■ **Source text**
--------------------------------

Molecular Detection of Microorganisms: Intro, Molecular methods, Applications

Molecular Detection of Microorganisms


The deoxyribonucleic acid (DNA), ribonucleic acid (RNA), or proteins of an infectious agent in a clinical sample can be used to help identify the agent. Molecular methods have been found to be advantageous in situations in which conventional methods are slow, insensitive, expensive or not available. Additionally, nonnucleic acid-based analytic methods that detect phenotypic traits not detectable by conventional strategies (e.g. cell wall components) have been developed to enhance bacterial detection, identification, and characterization.

Molecular methods

Molecular methods are classified into three categories:

  1. Hybridization.
  2. Amplification.
  3. Sequencing enzymatic digestion of nucleic acids.


DNA probes can be used like antibodies as sensitive and specific tools to detect, locate, and quantitate specific nucleic acid sequences in clinical specimens. Nucleic acid probes are segments of DNA or RNA labeled with radioisotopes or enzymes that can hybridize to complementary nucleic acid with high degree of specificity. A number of DNA probes have been developed for direct detection of microorganisms in clinical specimens and for identification of organisms after isolation of culture.

--------------------------------

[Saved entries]
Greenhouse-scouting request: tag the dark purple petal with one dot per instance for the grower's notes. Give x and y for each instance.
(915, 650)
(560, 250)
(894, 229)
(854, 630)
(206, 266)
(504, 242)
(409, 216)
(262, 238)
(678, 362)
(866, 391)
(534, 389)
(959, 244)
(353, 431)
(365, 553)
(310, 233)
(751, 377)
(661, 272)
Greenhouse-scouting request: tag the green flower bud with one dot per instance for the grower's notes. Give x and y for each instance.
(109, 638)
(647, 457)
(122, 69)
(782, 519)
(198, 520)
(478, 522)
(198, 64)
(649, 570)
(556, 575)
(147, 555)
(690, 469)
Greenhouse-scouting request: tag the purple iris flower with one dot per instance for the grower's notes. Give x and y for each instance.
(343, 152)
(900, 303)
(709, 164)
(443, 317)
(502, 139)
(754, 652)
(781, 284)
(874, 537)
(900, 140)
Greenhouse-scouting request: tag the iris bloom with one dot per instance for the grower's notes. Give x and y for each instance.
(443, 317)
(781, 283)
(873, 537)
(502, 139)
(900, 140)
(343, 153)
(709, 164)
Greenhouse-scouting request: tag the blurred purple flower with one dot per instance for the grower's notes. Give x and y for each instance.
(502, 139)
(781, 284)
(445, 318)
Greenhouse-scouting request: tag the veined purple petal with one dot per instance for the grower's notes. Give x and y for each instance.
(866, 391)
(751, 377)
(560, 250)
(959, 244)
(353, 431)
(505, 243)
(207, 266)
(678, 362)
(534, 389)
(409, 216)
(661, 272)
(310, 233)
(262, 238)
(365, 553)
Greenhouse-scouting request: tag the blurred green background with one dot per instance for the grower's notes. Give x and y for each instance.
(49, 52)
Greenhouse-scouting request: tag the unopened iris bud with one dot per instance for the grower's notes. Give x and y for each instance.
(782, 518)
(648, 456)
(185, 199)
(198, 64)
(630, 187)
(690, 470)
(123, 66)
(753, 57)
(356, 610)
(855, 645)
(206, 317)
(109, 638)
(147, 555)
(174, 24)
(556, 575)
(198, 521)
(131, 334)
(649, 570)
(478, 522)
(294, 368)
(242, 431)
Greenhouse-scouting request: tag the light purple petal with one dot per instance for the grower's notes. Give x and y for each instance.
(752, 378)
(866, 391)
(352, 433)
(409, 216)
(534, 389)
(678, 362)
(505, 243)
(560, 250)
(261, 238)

--------------------------------

■ **Assigned task 1**
Answer these questions from the text on molecular detection of microorganisms:
(a) Into which three categories are molecular methods classified?
(b) What are nucleic acid probes labeled with?
(c) What example is given of a phenotypic trait not detectable by conventional strategies?
■ **Assigned task 2**
In the text on molecular detection of microorganisms, write out the passage from "Molecular Detection of Microorganisms: Intro, Molecular" up to and including "of nucleic acids.", switching "expensive" for "costly".

■ **Task response 1**
(a) Hybridization, amplification, and sequencing enzymatic digestion of nucleic acids.
(b) Radioisotopes or enzymes.
(c) Cell wall components.

■ **Task response 2**
Molecular Detection of Microorganisms: Intro, Molecular methods, Applications

Molecular Detection of Microorganisms


The deoxyribonucleic acid (DNA), ribonucleic acid (RNA), or proteins of an infectious agent in a clinical sample can be used to help identify the agent. Molecular methods have been found to be advantageous in situations in which conventional methods are slow, insensitive, costly or not available. Additionally, nonnucleic acid-based analytic methods that detect phenotypic traits not detectable by conventional strategies (e.g. cell wall components) have been developed to enhance bacterial detection, identification, and characterization.

Molecular methods

Molecular methods are classified into three categories:

  1. Hybridization.
  2. Amplification.
  3. Sequencing enzymatic digestion of nucleic acids.